> [BRIEF]: Please reproduce, unchanged, the part of the records that opens with the line containing "Crossing-audit request: pin the street light" and continues through the end of the records.

> [DATA TO USE]:
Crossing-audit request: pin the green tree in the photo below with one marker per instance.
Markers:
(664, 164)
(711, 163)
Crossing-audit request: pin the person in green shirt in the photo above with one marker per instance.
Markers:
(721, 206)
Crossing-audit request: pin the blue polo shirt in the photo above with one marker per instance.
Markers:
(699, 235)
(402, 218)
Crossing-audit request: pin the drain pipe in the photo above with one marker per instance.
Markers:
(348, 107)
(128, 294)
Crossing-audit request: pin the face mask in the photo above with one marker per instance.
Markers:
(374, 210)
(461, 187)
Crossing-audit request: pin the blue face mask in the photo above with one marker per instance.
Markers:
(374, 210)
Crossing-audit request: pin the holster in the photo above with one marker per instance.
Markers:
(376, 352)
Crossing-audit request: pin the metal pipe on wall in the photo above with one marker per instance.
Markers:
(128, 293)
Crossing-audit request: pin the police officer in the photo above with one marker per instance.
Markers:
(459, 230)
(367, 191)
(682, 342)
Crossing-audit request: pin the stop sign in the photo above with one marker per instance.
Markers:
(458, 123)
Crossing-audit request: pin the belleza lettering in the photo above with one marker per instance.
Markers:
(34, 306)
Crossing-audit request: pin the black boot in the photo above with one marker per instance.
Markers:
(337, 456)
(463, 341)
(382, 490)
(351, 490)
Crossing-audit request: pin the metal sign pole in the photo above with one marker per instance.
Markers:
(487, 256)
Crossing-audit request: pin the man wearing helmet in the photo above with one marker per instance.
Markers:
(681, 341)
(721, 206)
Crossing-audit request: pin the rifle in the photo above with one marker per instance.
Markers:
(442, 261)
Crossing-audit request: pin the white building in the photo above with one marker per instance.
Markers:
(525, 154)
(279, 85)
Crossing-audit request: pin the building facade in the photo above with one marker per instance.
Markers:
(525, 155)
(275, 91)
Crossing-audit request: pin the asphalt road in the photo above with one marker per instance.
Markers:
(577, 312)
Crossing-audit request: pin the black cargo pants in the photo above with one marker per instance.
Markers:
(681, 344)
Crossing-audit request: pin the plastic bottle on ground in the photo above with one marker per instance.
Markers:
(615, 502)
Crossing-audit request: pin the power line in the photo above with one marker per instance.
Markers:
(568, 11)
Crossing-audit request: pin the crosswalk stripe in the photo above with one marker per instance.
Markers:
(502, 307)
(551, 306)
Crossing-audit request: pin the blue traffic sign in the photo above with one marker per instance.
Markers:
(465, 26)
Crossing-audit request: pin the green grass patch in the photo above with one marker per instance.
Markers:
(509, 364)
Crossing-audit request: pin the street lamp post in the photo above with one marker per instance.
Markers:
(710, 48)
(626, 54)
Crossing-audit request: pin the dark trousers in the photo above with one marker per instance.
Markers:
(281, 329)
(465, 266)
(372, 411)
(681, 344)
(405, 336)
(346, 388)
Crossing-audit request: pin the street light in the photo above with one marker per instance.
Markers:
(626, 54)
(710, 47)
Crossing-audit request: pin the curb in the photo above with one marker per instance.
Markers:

> [FINAL RESULT]:
Crossing-audit request: pin the street light in the photo above with one marker per instance.
Markers:
(626, 54)
(710, 47)
Crossing-audit request: pin the curb in the photo above with one marker per instance.
Markers:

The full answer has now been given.